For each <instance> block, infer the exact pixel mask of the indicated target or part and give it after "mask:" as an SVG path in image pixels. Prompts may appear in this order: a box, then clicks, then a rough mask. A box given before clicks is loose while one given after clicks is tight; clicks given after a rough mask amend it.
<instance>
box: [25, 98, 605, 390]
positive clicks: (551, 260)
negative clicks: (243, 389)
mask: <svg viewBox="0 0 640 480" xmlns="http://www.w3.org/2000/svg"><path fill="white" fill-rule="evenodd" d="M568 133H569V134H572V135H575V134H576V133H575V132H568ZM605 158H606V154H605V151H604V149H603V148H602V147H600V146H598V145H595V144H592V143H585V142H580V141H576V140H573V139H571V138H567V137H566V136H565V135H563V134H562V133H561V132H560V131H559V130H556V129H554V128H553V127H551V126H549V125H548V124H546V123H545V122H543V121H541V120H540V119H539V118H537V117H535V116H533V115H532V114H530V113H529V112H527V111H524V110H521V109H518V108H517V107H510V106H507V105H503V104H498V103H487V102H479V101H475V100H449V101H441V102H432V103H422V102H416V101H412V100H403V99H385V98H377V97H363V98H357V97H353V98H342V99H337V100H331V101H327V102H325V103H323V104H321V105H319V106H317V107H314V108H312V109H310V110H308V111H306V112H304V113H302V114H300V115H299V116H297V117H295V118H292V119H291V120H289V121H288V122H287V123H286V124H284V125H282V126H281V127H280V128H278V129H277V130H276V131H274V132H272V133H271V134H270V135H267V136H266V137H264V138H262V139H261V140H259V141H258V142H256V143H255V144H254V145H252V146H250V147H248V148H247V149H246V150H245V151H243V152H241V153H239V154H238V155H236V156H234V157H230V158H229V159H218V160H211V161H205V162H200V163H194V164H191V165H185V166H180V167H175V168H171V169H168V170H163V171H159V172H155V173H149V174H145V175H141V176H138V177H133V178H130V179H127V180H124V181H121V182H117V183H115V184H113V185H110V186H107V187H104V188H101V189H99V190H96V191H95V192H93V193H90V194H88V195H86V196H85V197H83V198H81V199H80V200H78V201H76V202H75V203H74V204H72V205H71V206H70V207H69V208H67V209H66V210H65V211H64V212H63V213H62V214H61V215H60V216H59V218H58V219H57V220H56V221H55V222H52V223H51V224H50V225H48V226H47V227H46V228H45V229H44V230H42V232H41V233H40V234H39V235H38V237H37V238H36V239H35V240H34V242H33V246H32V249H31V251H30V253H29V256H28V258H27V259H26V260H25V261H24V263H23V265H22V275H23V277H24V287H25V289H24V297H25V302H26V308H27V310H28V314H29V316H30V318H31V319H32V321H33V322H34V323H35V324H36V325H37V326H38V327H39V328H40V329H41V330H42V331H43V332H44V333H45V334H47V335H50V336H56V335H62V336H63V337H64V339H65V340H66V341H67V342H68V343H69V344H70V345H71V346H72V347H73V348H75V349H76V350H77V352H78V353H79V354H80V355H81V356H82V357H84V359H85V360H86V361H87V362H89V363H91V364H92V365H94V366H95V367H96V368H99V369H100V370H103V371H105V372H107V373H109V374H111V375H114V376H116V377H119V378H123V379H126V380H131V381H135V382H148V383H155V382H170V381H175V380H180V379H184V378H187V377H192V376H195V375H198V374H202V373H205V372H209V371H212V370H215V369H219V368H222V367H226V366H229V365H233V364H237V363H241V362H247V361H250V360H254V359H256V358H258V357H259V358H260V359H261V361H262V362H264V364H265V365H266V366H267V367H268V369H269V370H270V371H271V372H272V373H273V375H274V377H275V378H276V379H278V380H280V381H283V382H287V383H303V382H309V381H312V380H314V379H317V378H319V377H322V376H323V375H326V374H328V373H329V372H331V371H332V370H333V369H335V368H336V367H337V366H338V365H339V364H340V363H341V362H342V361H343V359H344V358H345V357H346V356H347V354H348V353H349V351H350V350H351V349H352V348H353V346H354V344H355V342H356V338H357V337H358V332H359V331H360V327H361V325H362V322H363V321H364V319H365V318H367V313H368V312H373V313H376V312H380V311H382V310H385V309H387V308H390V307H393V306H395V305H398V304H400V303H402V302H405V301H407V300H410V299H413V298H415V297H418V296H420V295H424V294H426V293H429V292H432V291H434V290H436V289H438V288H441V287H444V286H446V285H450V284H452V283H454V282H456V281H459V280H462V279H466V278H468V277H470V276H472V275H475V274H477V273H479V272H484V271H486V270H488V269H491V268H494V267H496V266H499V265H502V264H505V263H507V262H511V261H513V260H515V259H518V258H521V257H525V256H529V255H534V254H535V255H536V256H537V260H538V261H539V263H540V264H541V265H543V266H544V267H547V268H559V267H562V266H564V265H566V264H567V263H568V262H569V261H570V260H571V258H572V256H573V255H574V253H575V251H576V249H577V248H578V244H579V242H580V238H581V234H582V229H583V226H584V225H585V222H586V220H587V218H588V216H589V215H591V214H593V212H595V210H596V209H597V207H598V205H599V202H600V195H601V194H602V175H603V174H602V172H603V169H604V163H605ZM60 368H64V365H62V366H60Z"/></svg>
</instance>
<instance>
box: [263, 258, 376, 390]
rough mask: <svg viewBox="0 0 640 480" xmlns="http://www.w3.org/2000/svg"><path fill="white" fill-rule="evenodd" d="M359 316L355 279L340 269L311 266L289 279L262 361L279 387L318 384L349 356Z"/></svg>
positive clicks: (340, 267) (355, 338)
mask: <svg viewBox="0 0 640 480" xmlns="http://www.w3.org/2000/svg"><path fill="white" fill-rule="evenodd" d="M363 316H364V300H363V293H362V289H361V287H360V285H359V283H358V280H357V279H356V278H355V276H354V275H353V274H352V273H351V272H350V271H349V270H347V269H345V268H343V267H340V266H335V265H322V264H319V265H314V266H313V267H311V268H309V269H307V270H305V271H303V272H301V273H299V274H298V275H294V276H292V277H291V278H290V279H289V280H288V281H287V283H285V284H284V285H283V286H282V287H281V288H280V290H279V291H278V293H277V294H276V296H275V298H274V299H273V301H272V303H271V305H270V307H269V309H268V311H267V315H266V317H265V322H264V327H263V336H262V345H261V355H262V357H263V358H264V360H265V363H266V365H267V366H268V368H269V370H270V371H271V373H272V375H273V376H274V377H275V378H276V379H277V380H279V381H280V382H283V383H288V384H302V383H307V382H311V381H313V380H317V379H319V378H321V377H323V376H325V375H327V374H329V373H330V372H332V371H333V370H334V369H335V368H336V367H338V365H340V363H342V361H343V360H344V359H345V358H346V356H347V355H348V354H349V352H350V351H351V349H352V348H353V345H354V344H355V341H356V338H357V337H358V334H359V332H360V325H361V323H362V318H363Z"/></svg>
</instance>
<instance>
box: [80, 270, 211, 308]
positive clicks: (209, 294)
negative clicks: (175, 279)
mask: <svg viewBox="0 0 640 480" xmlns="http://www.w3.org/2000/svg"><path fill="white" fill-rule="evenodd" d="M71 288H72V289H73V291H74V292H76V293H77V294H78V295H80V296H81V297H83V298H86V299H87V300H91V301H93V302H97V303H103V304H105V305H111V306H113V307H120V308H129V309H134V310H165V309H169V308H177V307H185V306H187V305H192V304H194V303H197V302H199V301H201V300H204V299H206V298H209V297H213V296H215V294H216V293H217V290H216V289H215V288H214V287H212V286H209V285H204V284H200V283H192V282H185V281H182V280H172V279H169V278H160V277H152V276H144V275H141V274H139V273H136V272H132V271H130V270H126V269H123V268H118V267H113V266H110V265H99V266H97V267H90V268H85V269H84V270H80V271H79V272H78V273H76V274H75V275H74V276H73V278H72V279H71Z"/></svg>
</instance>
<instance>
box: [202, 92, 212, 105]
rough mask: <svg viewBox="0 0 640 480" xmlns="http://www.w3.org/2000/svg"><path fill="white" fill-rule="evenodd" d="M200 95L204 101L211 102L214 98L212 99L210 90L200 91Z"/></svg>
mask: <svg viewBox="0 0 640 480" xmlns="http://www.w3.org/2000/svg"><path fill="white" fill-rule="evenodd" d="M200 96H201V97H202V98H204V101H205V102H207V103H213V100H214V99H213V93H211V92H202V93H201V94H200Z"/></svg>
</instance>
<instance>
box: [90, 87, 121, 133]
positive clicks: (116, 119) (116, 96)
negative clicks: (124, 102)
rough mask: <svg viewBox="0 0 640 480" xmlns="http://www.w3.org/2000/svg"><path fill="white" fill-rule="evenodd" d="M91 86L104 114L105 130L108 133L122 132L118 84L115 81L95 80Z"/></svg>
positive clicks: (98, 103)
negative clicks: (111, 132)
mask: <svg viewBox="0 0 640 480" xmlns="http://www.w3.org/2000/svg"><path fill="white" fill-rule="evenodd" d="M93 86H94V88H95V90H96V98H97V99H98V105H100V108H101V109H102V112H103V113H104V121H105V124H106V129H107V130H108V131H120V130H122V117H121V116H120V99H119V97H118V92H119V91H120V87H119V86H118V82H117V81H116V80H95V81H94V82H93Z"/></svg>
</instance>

### [작업 지시]
데이터의 첫 줄부터 "negative clicks: (243, 389)"가 들어 있는 줄까지(그 줄 포함) 다시 쓰세요. "positive clicks"만 "foreground clicks"로 바꾸고 나머지는 그대로 두세요.

### [작업 답안]
For each <instance> block, infer the exact pixel mask of the indicated target or part and give it after "mask:" as an SVG path in image pixels. Prompts may appear in this order: a box, then clicks, then a rough mask. A box given before clicks is loose while one given after clicks is tight; clicks given after a rough mask amend it.
<instance>
box: [25, 98, 605, 390]
foreground clicks: (551, 260)
negative clicks: (243, 389)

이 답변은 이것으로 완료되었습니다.